======== The data ========

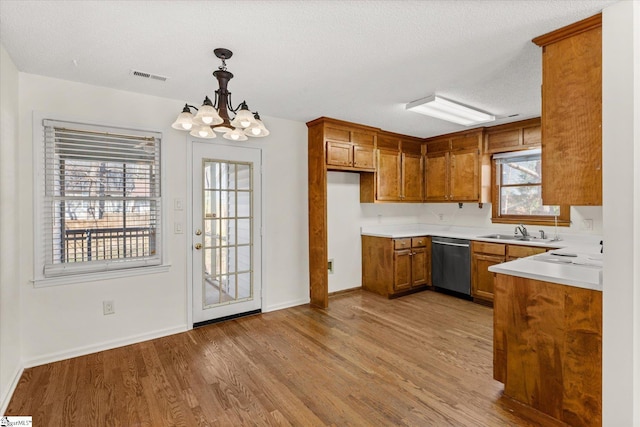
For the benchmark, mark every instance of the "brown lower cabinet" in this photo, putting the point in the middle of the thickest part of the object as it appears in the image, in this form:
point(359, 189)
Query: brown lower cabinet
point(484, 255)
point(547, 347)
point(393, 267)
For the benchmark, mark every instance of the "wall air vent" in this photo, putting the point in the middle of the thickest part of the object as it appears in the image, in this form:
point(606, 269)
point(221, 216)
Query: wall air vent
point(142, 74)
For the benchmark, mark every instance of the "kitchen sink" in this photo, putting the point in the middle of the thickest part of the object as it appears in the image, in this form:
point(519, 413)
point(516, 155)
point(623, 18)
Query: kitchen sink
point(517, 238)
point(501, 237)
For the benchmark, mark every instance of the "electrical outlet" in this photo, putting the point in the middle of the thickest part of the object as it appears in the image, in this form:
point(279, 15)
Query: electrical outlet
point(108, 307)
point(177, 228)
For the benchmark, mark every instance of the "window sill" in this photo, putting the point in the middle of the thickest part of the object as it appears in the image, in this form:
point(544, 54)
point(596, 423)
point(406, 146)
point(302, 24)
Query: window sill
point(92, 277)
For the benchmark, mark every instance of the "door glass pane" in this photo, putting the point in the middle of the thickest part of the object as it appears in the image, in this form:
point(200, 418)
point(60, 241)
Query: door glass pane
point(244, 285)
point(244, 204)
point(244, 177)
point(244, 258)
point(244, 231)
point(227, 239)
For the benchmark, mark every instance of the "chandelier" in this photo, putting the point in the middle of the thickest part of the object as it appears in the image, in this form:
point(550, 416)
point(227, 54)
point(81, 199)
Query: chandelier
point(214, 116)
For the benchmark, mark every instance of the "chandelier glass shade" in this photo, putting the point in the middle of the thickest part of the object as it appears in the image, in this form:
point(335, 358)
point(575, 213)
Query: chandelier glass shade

========

* [Exercise objective] Rescale the rows from the start up to and including the line with "point(393, 267)", giving every line again, requests included, with each answer point's coordinates multiplied by 2.5 and rounded to whole numbers, halves up. Keep the numbers in the requests and their sample points unchanged, and leave out the pictures.

* [Solution to this exercise]
For the benchmark, mark every instance of the "brown lower cabinet" in this photo, putting the point in the middle of the thickest part of the object as it appears in the image, in this form:
point(359, 189)
Query: brown lower cabinet
point(1210, 638)
point(1368, 868)
point(983, 668)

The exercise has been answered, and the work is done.